説明

弁装置

【課題】使用流体によって生ずる寸法変化に伴うメイン弁の摺動性の低下を抑制して、流体の流入出を制御する機能をより適正に発揮し得る弁装置を提供する。
【解決手段】作動弁13により第三流路8を流体が流入出可能な状態と流入出不能な状態とに変換することによって、メイン弁3に作用する力のバランスを変化させ、該メイン弁3をシリンダ2内で摺動させ、第一流路6と第二流路7との間で流体の流入出を制御する弁装置1であって、前記メイン弁3は、シリンダ2との隙間およびバイアスカットされた環状リング17と溝16との隙間により構成される流路11を介して、第一空域4と第二空域5との間で流体を流入出可能に設けられたものとしたから、環状リング17やメイン弁3が使用流体によって膨潤等の寸法変化することにより生ずるシリンダ2との摩擦力の増大を抑制でき、メイン弁3の摺動性の低下を抑制できる。

【発明の詳細な説明】
【技術分野】
【0001】
本発明は、メイン弁の摺動によって流体の流入出を制御する弁装置に関する。
【背景技術】
【0002】
例えば、液化石油ガス(以下、LPGという)やジメチルエーテル(以下、DMEという)等の液化ガス燃料を貯留する燃料タンクには、過充填防止装置や燃料供給装置等が配設されている。
【0003】
上記の過充填防止装置や燃料供給装置に適用される弁装置としては、例えば、特許文献1のように、電磁弁を作動制御することによって、メイン弁にその摺動方向両側から作用する力のバランスを変化させてメイン弁を摺動し、これに伴って燃料タンク内の燃料を該燃料タンク外へ供給可能な状態と供給不能な状態とに変換可能とするものが提案されている。
☆ ☆ ☆ ☆ ☆
■ **作業指示**
A. 弁装置に関する抜粋文では、液化石油ガスとジメチルエーテルをそれぞれ何と略していますか。
B. 弁装置に関する抜粋文を、最後の段落の後から書き進めてください。
ここに載せる行は、抜粋文とは別の出典から取ったものです。

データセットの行
☆ ☆ ☆ ☆ ☆
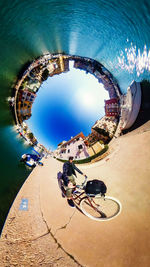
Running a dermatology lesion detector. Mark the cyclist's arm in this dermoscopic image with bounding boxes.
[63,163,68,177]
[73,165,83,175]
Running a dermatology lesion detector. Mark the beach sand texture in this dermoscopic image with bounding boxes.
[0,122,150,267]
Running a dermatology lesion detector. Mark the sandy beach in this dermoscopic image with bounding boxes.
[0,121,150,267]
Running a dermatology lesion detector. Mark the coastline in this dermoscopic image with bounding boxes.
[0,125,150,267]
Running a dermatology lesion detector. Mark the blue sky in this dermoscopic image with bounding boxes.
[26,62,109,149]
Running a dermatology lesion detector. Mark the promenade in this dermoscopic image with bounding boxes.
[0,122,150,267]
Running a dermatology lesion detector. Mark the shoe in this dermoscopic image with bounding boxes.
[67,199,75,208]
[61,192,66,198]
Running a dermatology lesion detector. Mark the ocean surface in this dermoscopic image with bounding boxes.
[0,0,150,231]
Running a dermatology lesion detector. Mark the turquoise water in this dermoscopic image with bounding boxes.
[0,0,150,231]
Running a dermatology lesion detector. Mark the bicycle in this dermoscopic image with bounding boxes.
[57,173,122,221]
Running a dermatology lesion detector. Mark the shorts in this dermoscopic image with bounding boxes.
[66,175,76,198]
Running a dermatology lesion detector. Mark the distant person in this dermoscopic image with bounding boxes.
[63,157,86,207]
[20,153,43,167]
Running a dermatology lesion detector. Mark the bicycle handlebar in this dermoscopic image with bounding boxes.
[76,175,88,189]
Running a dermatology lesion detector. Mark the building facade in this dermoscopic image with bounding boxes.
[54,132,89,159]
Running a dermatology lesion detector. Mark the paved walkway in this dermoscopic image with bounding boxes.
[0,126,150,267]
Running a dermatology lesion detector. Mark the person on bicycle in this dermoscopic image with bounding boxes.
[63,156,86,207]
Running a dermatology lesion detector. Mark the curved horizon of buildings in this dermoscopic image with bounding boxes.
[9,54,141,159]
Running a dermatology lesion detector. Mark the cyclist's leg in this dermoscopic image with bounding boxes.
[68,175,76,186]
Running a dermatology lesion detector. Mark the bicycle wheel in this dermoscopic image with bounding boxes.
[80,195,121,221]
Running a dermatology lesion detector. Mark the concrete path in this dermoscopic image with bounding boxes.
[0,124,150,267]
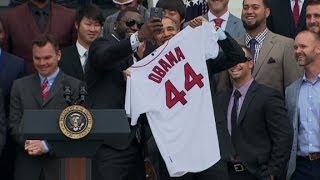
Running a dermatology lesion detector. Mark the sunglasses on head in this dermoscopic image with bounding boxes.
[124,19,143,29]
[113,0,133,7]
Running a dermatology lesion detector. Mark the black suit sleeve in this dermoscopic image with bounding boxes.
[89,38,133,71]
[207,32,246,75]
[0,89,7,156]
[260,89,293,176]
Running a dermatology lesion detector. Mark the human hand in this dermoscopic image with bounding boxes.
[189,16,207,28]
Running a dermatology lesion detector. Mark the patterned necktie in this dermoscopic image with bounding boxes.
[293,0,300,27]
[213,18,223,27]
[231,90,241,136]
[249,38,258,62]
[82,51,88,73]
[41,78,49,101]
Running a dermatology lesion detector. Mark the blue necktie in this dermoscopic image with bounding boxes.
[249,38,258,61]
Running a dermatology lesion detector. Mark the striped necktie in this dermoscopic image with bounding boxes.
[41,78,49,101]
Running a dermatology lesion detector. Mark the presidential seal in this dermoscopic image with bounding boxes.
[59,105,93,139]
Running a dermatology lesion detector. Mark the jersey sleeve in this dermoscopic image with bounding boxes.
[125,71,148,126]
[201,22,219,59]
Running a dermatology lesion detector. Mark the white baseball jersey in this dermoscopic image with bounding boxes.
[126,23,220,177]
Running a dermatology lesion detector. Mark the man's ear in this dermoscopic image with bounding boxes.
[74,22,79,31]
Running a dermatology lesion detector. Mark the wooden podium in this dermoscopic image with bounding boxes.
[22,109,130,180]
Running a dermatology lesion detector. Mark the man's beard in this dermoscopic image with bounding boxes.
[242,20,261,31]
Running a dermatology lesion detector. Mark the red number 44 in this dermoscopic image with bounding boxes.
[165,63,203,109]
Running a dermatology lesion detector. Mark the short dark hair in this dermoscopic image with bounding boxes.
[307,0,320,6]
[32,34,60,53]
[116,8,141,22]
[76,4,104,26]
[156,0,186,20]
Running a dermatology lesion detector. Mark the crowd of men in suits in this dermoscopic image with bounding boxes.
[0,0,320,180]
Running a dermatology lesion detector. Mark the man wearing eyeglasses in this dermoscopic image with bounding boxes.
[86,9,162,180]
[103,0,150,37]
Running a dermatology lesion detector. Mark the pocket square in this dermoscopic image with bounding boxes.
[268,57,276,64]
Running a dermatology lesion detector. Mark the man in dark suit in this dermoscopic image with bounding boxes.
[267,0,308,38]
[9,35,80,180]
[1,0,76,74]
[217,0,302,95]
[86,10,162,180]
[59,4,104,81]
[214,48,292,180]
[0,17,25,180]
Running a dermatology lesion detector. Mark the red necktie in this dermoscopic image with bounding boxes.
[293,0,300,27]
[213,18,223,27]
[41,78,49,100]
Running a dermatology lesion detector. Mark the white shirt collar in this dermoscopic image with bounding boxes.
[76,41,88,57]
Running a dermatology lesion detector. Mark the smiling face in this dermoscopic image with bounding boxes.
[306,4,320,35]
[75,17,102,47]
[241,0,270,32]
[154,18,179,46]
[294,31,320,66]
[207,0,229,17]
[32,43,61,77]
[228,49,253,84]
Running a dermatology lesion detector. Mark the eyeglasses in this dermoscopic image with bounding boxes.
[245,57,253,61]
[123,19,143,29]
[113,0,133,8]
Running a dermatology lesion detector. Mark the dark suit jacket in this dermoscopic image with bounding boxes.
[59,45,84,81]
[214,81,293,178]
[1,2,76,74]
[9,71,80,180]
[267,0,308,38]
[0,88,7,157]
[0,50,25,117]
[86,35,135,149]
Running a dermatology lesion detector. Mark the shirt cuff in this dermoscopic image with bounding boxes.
☆ ☆ ☆ ☆ ☆
■ **解答例**
A. 液化石油ガスはLPG、ジメチルエーテルはDMEと略しています。

B.
【先行技術文献】
【特許文献】
【0004】
【特許文献1】WO2010/146968号公報
【発明の概要】
【発明が解決しようとする課題】
【0005】
上記した過充填防止装置や燃料供給装置等の弁装置は、メイン弁の摺動によって所望の働きをするものであることから、作動弁や電磁弁の作動に伴ってメイン弁がスムーズに摺動することが必要である。そのため、メイン弁には、作動弁や電磁弁の作動に対して反応性が良くスムーズに摺動できるように、軽量な樹脂製のものが適用されている。しかし、メイン弁は流体に曝されることから、樹脂製のメイン弁の場合には、使用される流体によって膨潤や収縮等の寸法変化を生じ易く、これに伴ってメイン弁の摺動性の低下が懸念される。例えば、樹脂製のメイン弁を配した過充填防止装置や燃料供給装置を備える燃料タンクに上記したDME燃料を貯留する場合には、該DME燃料に曝されたメイン弁が膨潤して寸法変化を生じ、前記した摺動性の低下が生じ易い。これに伴って、流体の流入出を制御する弁装置としての機能が低下してしまう。
【0006】
本発明は、使用する流体によって生ずる寸法変化に伴うメイン弁の摺動性の低下を抑制して、流体の流入出を制御する機能をより適正に発揮し得る弁装置を提供するものである。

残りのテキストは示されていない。